THE RECORDS:
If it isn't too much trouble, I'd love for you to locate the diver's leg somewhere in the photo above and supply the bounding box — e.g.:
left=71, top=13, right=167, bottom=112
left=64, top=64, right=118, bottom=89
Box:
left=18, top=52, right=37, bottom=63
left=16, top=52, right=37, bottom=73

SET EXERCISE: Write the records again with "diver's leg" replaced by "diver's arm" everywhere, and leave everything else unchanged.

RESULT FOR THIS TASK:
If it isn't too much trouble, I'd love for you to locate the diver's arm somewhere in the photo above and supply the bounding box — e.g.:
left=71, top=13, right=167, bottom=112
left=64, top=64, right=118, bottom=89
Box:
left=18, top=52, right=37, bottom=63
left=16, top=52, right=37, bottom=73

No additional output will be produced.